Passage shown:
17 March 2021
Dear Treasury and DfT,
London is an engine of economic activity, a substantial net contributor to the Treasury, and utterly reliant on public transport. One of the quickest ways to constrain the social and economic recovery from the pandemic is to make it more difficult for people to return to the people and activities that they have missed. This threat is particularly acute in the capital which accounts for nearly a quarter of national GVA and 17% of all UK jobs, whilst simultaneously being twice as reliant on public transport as the rest of the country.
Following our recent meeting regarding the future funding of transport in London, we write to you alongside other representatives of businesses, passengers, and workers with two key concerns. The first is that, with the passing this week of TfL’s last scheduled Board meeting before the current funding deal expires, the negotiations regarding short-term funding are once again going down to the wire. This needs to be resolved before the time the stay-at-home rule ends on 29 March.
The second is the persistent rumour that some within government favour significant cuts to services in order to patch up a funding model that has been fundamentally broken by the pandemic. We believe this would be short-sighted, hold back the recovery, and could ultimately prevent the UK from hitting our net zero targets by inducing a cycle of decline on our public transport network. The risk is particularly acute when it comes to ‘turn up and go’ metro services due to passenger expectations. The choices we make as we reopen the economy will affect passenger behaviour, and those choices will be the basis of new long-term habits. The recovery of public transport ridership is highly unpredictable but every effort should be made to ensure that it is not artificially suppressed due to insufficient service levels.
A deal that requires significant cuts to services would be unlikely to yield significant savings. This is due to the high fixed costs, particularly on the Underground services in inner London. Estimates from US metro systems suggest that a 4% reduction in services would at best yield a 1% reduction in operating costs. These are the services that facilitate some of the highest value economic activity in the UK – London’s Central Activity Zone accounts for nearly 8% of all UK GVA – and some of the businesses hardest hit by the pandemic (retail, tourism, culture, hospitality). So even if there were significant savings to be found, service cuts would risk suppressing the economic recovery where it is most needed.

Tasks:
a. Which business sectors does the letter name as among those hardest hit by the pandemic?
b. What does the letter say between "A deal that" and "is most needed.", inclusive? Reproduce that stretch verbatim.

Dataset extract:
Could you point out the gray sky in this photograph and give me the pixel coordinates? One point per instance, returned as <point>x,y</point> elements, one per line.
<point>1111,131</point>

Solved tasks:
a. Retail, tourism, culture, hospitality

b.
A deal that requires significant cuts to services would be unlikely to yield significant savings. This is due to the high fixed costs, particularly on the Underground services in inner London. Estimates from US metro systems suggest that a 4% reduction in services would at best yield a 1% reduction in operating costs. These are the services that facilitate some of the highest value economic activity in the UK – London’s Central Activity Zone accounts for nearly 8% of all UK GVA – and some of the businesses hardest hit by the pandemic (retail, tourism, culture, hospitality). So even if there were significant savings to be found, service cuts would risk suppressing the economic recovery where it is most needed.